Teks yang Diberikan

_ _ _ _ _

Maksud konseling menurut Williamson adalah untuk membantu perkembangan
kesempurnaan berbagai aspek kehidupan manusia, serta tugas konseling Trait and
Factor adalah membantu individu dalalm memeperoleh kemajuan memahami dan
mengelola diri dengan cara membantunya menilai kekuatan dan kelemahan diri
dalam kegiatan dengan perubahan kemajuan tujuan-tujuan hidup dan karir
(Shertzer & Stone, 1980, 171).
Ø Proses Konseling
Peranan konselor menurut teori ini
adalah memberitahukan konseli tentang berbagai kemampuanya yang diperoleh
konselor melalui testing. Berdasarkan testing pula konselor mengetahui
kelemahan dan kekuatan kepribadian konseli. Pendekatan teori ini sering disebut kognitif rasional karena
peranan konselor dalam konseling ialah memberitahukan, memberi informasi, dan
mengarahkan konseli. Williamson “ hubungan konseling merupakan hubungan yang
sangat akrab, sangat bersifat pribadi dalam hubungan tatap muka, kemudian
konselor bukan hanya membantu individu atas apa saja yang sesuai dengan
potensinya, tetapi konselor harus mempengaruhi klien berkembang ke satu arah
yang terbaik baginya”.
Proses konseling dibagi 5 tahap :
Proses konseling dibagi 5 tahap :
1. Analisis
Merupakan tahapan kegiatan yang terdiri dari pengumpulan
data dan informasi klien atau konseli.
2. Sintetis
Merupakan langkah untuk merangkum dan mengatur data dari
hasil analisis yang sedemikian rupa sehingga menunjukan bakat klien, kelemahan
serta kekuatanya, dan kemampuan penyesuaian diri.
3. Diagnosis
Sebenarnya merupakan langkah pertama dalam bimbingan dan
hendaknya dapat menemukan ketetapan dan pola yang dapat mengarahkan kepada
permasalahan, sebab-sebabnya, serta sifat-sifat klien yang relevan dan
berpengaruh kepada proses penyesuaian diri. Diagnosis terdiri dari 2 langkah penting:
a. Identifikasi masalah yang sifatnya
deskriptif, misalnya dengan menggunakan kategori Bordin atau Pepinsky atau
kategori lainya.
Kategori diagnostik Bordin
·
Dependence atau ketergantungan.
·
Lack of information atau kurangnya
informasi.
·
Self-conflict .
·
Choice-anxiety atau kecemasan dalam
memnuat pilihan.
Kategori Pepinsky
o Lack
of assurance atau kurangnya dukungan.
o Lack
of information atau kurangnya informasi.
o Lack
of Skill atau kurangnya keterampilan.
o Dependence atau ketergantungan.
o Self-conflict.
b. Menentukan sebab-sebab, yang
mencakup perhatian hubungan antara masa lalu, masa kini, dan masa depan yang dapat menerangkan sebab-sebab gejala. Prognosis,
misal diagnosisnya kurang cerdas, prognosisnya menjadi kurang cerdas untuk
pengerjaan sekolah yang sulit, sehingga mungkin sekali gagal kalau ingin belajar menjadi dokter.

_ _ _ _ _

Baris Dataset
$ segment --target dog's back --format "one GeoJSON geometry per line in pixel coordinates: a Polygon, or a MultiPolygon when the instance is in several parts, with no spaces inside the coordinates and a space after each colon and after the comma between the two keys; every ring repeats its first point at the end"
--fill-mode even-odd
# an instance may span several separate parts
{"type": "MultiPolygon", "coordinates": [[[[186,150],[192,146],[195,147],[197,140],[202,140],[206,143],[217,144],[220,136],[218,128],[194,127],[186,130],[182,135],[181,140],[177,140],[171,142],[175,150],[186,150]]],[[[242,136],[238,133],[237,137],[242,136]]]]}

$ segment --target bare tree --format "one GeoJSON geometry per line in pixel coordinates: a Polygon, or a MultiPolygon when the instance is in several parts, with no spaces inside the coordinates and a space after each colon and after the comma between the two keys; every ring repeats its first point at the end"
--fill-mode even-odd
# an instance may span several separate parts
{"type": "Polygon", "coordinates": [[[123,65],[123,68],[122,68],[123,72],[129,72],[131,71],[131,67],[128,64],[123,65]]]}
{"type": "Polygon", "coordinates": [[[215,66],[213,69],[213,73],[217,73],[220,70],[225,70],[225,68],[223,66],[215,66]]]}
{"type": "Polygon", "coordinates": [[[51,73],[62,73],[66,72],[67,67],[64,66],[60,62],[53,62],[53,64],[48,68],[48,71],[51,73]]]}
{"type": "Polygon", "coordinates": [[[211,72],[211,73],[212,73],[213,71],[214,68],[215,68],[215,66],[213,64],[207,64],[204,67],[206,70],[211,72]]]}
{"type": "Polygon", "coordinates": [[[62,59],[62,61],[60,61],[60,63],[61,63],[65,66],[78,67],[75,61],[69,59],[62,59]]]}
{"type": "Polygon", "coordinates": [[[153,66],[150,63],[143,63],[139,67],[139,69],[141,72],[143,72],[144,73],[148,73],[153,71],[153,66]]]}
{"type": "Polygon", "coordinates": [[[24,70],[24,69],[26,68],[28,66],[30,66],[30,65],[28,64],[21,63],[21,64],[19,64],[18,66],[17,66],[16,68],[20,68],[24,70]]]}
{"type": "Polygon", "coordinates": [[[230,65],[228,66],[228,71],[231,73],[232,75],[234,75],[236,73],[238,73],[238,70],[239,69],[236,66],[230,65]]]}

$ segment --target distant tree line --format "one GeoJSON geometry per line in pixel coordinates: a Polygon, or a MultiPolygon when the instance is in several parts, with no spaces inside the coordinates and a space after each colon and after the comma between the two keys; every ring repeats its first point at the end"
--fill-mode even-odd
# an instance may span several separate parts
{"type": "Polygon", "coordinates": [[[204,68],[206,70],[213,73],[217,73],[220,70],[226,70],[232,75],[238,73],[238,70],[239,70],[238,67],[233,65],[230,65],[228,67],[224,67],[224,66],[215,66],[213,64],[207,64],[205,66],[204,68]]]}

_ _ _ _ _

Yang Anda Kerjakan
Bagaimana kelanjutan teks tentang konseling Trait and Factor itu? Tuliskan lanjutannya, dimulai setelah kalimat terakhir yang tercantum. Baris-baris dataset di atas adalah bahan yang terpisah dari teks.

Jawaban
dengan demikian konselor bertanggung jawab dan membantu klien untuk mencapai
tingkat pengambilan tanggung jawab untuk dirinya sendiri, yang berarti ia mampu
dan mengerti secara logis, tetapi secara emosional belum mau menerima.
4. Konseling
Merupakan hubungan membantu konseli untuk menemukan simbur
diri sendiri maupun sumber diluar dirinya dalam upaya mencapai perkembangan dan
penyesuaian optimal, sesuai dengan kemampuanya. Ada 5 jenis sifat konseling:
o Belajar terpimpin menuju pengertian diri.
o Mendidik kembali atau mengajar sesuai dengan kebutuhan
individu dalam mencapai tujuan kepribadianya dan penyesuaian hidupnya.
o Bantuan pribadi konselor supaya konseli mengerti dan
terampil dalam menerapkan prinsip dan teknik yang diperlukan dalam kehidupan
sehari-hari.
o Mencakup hubungan dan teknik yang bersifat menyembuhkan dan
efektif.
o Mendidik kembali yang sifatnya sebagai katarsis atau
penyaluran.
5. Tindak lanjut
Mencakup bantuan kepada klien dalam
mengahadapi masalah baru dengan mengingatkanya kepada maslah sumbernya sehingga
menjamin keberhasila konseling.
Ø Teknik Konseling
“ teknik konseling harus disesuaikan
dengan individualitas klien, dan kita tidak dapat menghindari kenyataan bahwa
setiap masalah menuntut fleksibelitas dan keragaman konseling” ( Williamson, dalam Petterson, 1996, hal 36).
Teknik-teknik yang sering digunakan dalam proses konseling :
Penggunaan hubungan intim (rapport).
Konselor menerima konseli dalam hubungan yang hangat, intim, bersifat pribadi,
penuh pemahaman dan terhindar dari hal-hal yang mengancam klien.
Memperbaiki pemahaman diri. Koseli harus memahami kekuatan
dan kelemahan dirinya, dan dibantu untuk menggunakan kekuatanya dalam upaya
mengatsi kelemahanya. Pemberian nasihat dan perencanaan program kegiatan.
Konselor mulai bertolak dari pilihan, tujuan, pandangan atau sikap konselor dan
kemudian menunjukan data yang mendukung atau tidak mendukung dari hasil
diagnosis.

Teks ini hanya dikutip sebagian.